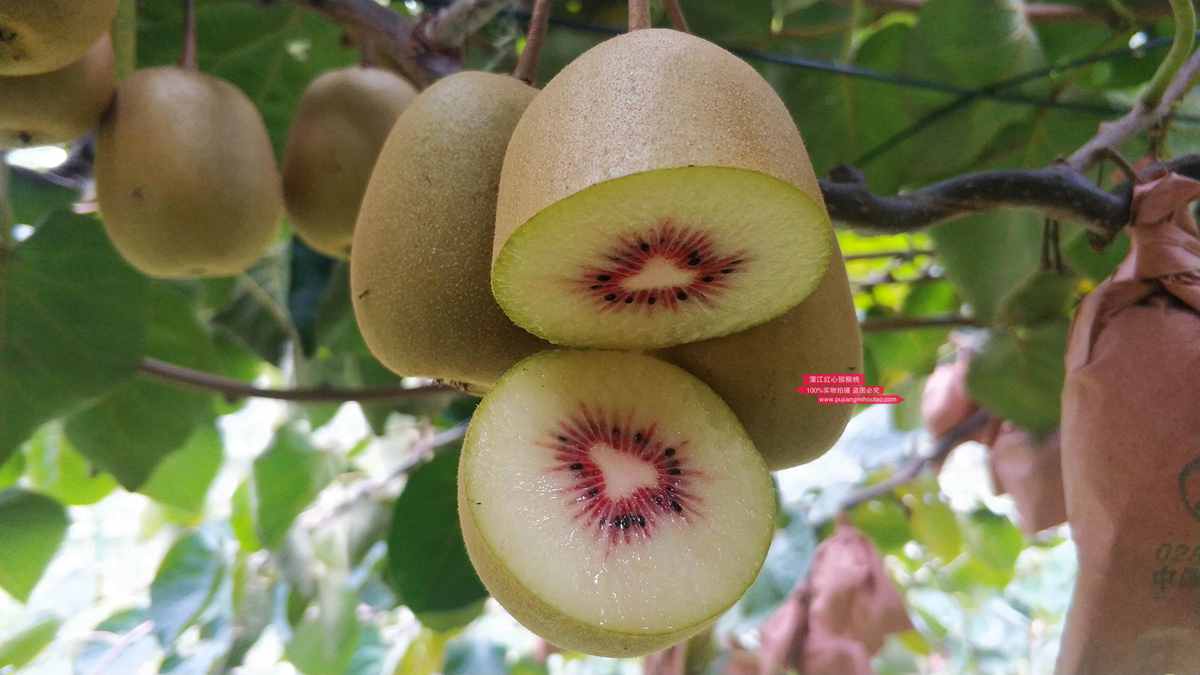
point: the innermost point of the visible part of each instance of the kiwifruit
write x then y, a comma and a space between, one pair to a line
756, 371
186, 175
657, 192
611, 501
419, 273
339, 130
39, 36
59, 106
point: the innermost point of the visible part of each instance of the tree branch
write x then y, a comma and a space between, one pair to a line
237, 389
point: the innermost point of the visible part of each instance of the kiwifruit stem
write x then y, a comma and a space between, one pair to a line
675, 10
639, 15
187, 59
125, 37
527, 65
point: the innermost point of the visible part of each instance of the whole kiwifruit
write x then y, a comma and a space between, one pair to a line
756, 371
59, 106
611, 501
657, 192
186, 175
39, 36
339, 130
419, 272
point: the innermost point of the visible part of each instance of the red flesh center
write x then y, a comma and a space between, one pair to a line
700, 273
653, 484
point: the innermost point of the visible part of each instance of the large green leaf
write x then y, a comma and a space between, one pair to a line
24, 645
1019, 375
427, 560
58, 470
183, 478
31, 527
71, 324
184, 585
287, 478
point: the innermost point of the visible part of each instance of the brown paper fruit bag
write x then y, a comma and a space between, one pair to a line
1131, 444
1030, 470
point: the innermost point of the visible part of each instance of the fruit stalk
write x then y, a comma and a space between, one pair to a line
187, 60
527, 65
639, 15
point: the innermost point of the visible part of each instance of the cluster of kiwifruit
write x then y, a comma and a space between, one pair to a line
636, 268
654, 197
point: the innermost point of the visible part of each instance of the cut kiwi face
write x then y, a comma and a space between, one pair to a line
675, 203
612, 502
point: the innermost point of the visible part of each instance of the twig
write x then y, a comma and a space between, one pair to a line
1181, 48
910, 472
639, 15
527, 65
420, 453
238, 389
675, 10
1140, 118
187, 59
917, 323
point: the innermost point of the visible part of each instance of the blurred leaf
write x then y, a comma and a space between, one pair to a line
243, 518
325, 643
467, 656
936, 527
184, 585
183, 478
58, 470
114, 432
72, 324
33, 527
123, 643
885, 521
287, 478
24, 645
1019, 375
33, 199
1013, 242
424, 529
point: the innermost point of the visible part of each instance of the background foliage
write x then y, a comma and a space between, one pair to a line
154, 529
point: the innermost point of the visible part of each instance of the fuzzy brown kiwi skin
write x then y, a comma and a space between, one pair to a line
420, 268
340, 126
757, 370
186, 175
39, 36
589, 108
58, 106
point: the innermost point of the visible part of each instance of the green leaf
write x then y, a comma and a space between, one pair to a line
287, 478
114, 432
24, 645
327, 643
123, 643
58, 470
31, 527
183, 478
184, 585
935, 526
71, 324
1013, 240
1019, 375
427, 561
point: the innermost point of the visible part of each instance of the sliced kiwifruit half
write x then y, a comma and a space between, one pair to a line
657, 192
612, 502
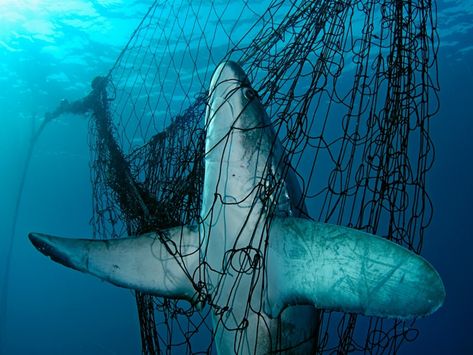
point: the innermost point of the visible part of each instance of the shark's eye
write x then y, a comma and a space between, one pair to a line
249, 93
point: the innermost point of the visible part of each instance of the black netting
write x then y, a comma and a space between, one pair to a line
350, 87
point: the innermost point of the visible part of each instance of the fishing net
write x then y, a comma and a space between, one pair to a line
350, 87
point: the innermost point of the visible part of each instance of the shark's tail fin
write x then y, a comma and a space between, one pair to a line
147, 263
343, 269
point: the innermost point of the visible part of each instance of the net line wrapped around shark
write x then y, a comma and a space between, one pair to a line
350, 87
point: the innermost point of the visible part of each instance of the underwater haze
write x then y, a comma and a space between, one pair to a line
51, 50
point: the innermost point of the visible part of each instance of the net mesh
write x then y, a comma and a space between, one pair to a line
350, 87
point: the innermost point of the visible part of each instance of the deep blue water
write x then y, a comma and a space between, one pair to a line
49, 51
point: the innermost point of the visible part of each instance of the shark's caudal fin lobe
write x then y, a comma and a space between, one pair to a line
148, 263
343, 269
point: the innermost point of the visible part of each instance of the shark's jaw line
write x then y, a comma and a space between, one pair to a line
266, 267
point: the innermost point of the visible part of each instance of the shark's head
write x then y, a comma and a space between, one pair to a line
233, 103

——

Using the material above, return every line exactly as it appears, minus the pictures.

[Result]:
point: the innermost point of the visible part of each instance of the kiwifruit
write x then y, a comma and a space between, one pair to a line
756, 371
186, 175
657, 192
611, 501
419, 273
339, 130
39, 36
59, 106
point: the innermost point of the visible part of each instance of the tree branch
write x then y, a comma and a space between, one pair to a line
237, 389
point: the innermost point of the visible part of each instance of the kiwifruit stem
write x then y, a comma and a space between, one pair to a line
675, 10
639, 15
187, 59
125, 37
527, 65
point: the innermost point of the visible part of each instance of the whole kiwifruit
write x then y, a comma and a space between, one pair to a line
756, 371
59, 106
611, 501
657, 192
186, 175
39, 36
339, 130
419, 272
point: the innermost point of the visible part of each instance of the red flesh center
write x then y, a comma and a space between, one pair to a line
700, 273
653, 484
point: the innermost point of the visible part of each instance of the large green leaf
write x then y, a comma and a space between, one pair to a line
24, 645
1019, 375
427, 560
58, 470
183, 478
31, 527
71, 324
184, 585
287, 478
point: the innermost point of the visible part of each instance of the brown paper fruit bag
write x then y, a comma and a space between, one pair to a line
1131, 444
1030, 470
point: the innermost point of the visible part of each instance of the fruit stalk
write x then y, a comma and a space between, one pair to a line
187, 60
527, 65
639, 15
point: the innermost point of the visible part of each instance of the cluster of kiwifruit
write x then y, a comma and a space between, one pair to a line
636, 268
654, 197
point: the innermost point of the visible part of each instance of the cut kiwi face
write x then y, a comma and a space between, one pair to a line
675, 203
612, 502
point: the innermost point of the visible part of each instance of the twig
write x then y, a comma and a space between, one pair to a line
1181, 48
910, 472
639, 15
527, 65
420, 453
238, 389
675, 10
1140, 118
187, 59
917, 323
point: the innermost point of the visible part of each instance of the blurred leaf
write x then y, a comma and a space between, one pair to a line
243, 518
325, 643
467, 656
936, 527
184, 585
183, 478
58, 470
114, 432
72, 324
33, 527
123, 643
885, 521
287, 478
24, 645
1019, 375
33, 199
1013, 242
424, 529
point: the innermost point of the visible part of each instance of the background foliage
write x then y, a comma and a space between, one pair to a line
154, 529
point: the innermost point of the visible part of each instance of the fuzzy brown kiwi skin
write x then y, a comma and a space between, one pair to a line
420, 268
340, 126
757, 370
186, 175
39, 36
589, 108
58, 106
point: the innermost point of the visible part of each instance of the green leaf
write x then y, a comma and a space between, one pair to a line
287, 478
114, 432
24, 645
327, 643
123, 643
58, 470
31, 527
183, 478
184, 585
935, 526
71, 324
1013, 240
1019, 375
427, 561
point: the innermost point of the visible part of each instance of the sliced kiwifruit half
write x then y, a comma and a space between, one pair to a line
657, 192
612, 502
point: the innermost point of the visible part of each instance of the shark's eye
write x then y, a comma and a space between, one pair to a line
249, 93
point: the innermost point of the visible part of each instance of the black netting
write x then y, a comma and a space between, one pair to a line
350, 87
point: the innermost point of the visible part of each instance of the fishing net
write x then y, a comma and a space between, one pair to a line
350, 87
point: the innermost point of the visible part of each instance of the shark's tail fin
write x then y, a comma and a space between, one pair to a line
147, 263
343, 269
point: the innermost point of the visible part of each instance of the net line wrapped around shark
write x then y, a comma and a space between, one pair to a line
350, 87
point: the innermost point of the visible part of each instance of the underwater haze
write x then y, a comma and a space between, one pair to a line
51, 50
point: the innermost point of the visible part of each instance of the net mesh
write x then y, a comma and a space between, one pair to a line
350, 87
point: the innermost point of the visible part of each instance of the deep blue water
write x then y, a comma and a space between, one pair to a line
49, 51
point: the innermost point of the visible part of each instance of the shark's caudal fin lobe
write x then y, a comma and a space between, one pair to a line
148, 263
343, 269
point: the innermost point of the visible part of each instance of the shark's jaw line
write x then y, a comma and a space between, one pair to a line
266, 267
point: the innermost point of the visible part of each instance of the shark's head
write x then y, a comma and a space between, one pair to a line
233, 103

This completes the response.